TEXT SECTION:
*-*-*

Across 64 replications, the Check treatment yielded 234 bu/ac on average and Pivot Bio yielded 235 bu/ac on average, with no statistical difference at a 90% confidence level. When looking across the 64 replications, Pivot Bio had a 5 bu/ac or greater yield increase 27% of the time, a 5 bu/ac yield reduction 17% of the time, and yield difference within +/- 5 bu/ac 56% of the time. When looking at many of the individual locations, the grower-chosen N rates most likely could have been reduced beyond 40 lb/ac. Future on-farm research will focus on testing Pivot Bio PROVEN®40 at a wider range of N rates across different soil textures and landscape positions. One way to test this is by creating prescriptions for N rate blocks for different areas of the field. If you’re interested in testing something like this for Pivot Bio or any other non-traditional product, please let me know.

There’s also interest from producers seeking a regenerative ag path to grow their own microbes for reducing inputs through the use of compost extracts and teas. Compost is built through different processes then microbes are extracted from the compost using water and air. The water/microbe solution is then applied to a field while the compost is added back into a pile to be reused. One compost option is via a Johnson-Su bioreactor which uses a static aerobic composting process. Another is aerobic composting via a Turned Compost process. In 2022, a Seward Co. producer chose to compare a Check treatment of 142 lb N/ac and reduce the nitrogen rates added to the biological products in his study by nearly 40 and 100 lb N/ac. His goal was to push the system to see how the biological products compared and to have low enough nitrogen rates to see what the biological products would do in releasing N. His treatments and yields were: Check (total 142 lb N/ac yielding 235 bu/ac); Johnson-Su Compost High (total 106 lb N/ac yielding 220 bu/ac); Johnson Su Compost Low (Total 48 lb N/ac yielding 167 bu/ac); Turned Compost High (Total 106 lb N/ac yielding 212 bu/ac); Turned Compost Low (Total 48 lb N/ac yielding 164 bu/ac); and Pivot Bio Proven®40 (total 106 lb N/ac yielding 195 bu/ac). The Check treatment yielded the greatest and statistically was not different than the Johnson-Su High and Turned Compost High at the 90% confidence level. The Check treatment was different from the Pivot Bio and the lower rates of the compost extracts. The Johnson-Su and Turned Compost were applied at 8 gal/ac extract in furrow at planting. This study was pivot irrigated in a silt loam soil where the previous crop was soybean. This study will continue on these same strips for three years. Please let me know if you’re interested in testing compost extracts as we seek to obtain more data around this topic.  

One thing to consider with any type of biological treatment study is it’s helpful to conduct the study on the same areas of the field for multiple years to better determine any impacts over time. 2022 On-Farm research book at:

Sensor-Based N Fertigation

Understanding the Soil Microbiome: For those interested, this Friday, March 3, will be our last Friday conversation on ‘understanding the soil microbiome’ at the 4-H Building in York from 10 a.m.-Noon. Dr. Rhae Drijber, UNL soil microbiologist, will kick off our conversation and I’m looking forward to the discussion. If you plan to attend, please let us know at 402-362-5508.

*-*-*

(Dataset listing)
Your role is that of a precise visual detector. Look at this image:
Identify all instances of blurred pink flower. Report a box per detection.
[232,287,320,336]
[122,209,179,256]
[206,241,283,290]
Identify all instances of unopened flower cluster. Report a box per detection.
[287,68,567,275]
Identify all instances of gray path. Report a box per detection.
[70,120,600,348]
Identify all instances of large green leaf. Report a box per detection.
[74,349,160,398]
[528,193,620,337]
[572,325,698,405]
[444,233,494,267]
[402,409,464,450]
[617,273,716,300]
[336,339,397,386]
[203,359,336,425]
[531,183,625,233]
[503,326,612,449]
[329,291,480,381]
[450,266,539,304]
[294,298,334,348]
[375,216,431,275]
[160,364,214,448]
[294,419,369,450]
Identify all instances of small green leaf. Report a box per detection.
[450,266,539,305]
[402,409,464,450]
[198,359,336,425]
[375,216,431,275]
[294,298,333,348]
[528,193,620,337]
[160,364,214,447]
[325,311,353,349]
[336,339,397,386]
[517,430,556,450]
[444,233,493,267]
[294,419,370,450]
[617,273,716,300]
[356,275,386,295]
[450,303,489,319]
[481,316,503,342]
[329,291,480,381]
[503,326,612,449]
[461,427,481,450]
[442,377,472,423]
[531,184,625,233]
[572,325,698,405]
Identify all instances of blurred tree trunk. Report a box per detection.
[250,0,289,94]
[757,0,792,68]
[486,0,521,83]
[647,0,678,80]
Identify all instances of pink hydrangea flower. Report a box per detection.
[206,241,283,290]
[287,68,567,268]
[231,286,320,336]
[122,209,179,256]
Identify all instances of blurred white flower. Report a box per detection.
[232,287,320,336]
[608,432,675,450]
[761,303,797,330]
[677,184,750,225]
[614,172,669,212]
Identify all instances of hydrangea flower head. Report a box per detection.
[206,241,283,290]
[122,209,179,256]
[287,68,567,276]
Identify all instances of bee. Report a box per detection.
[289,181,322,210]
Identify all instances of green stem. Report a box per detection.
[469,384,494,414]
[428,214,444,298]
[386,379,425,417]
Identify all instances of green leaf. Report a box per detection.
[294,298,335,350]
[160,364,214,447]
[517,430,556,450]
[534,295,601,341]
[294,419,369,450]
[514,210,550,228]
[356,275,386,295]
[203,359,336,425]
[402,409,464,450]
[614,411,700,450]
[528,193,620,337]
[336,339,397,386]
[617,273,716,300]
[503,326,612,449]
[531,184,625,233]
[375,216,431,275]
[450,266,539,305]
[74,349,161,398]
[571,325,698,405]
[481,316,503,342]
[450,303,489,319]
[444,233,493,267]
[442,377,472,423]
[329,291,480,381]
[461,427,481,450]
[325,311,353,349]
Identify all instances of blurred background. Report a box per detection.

*-*-*

WORK ORDER:
In the on-farm research text, at what rate and how were the Johnson-Su and Turned Compost extracts applied? The task can be done without the listing.

YOUR SOLUTION:
They were applied at 8 gal/ac of extract in furrow at planting.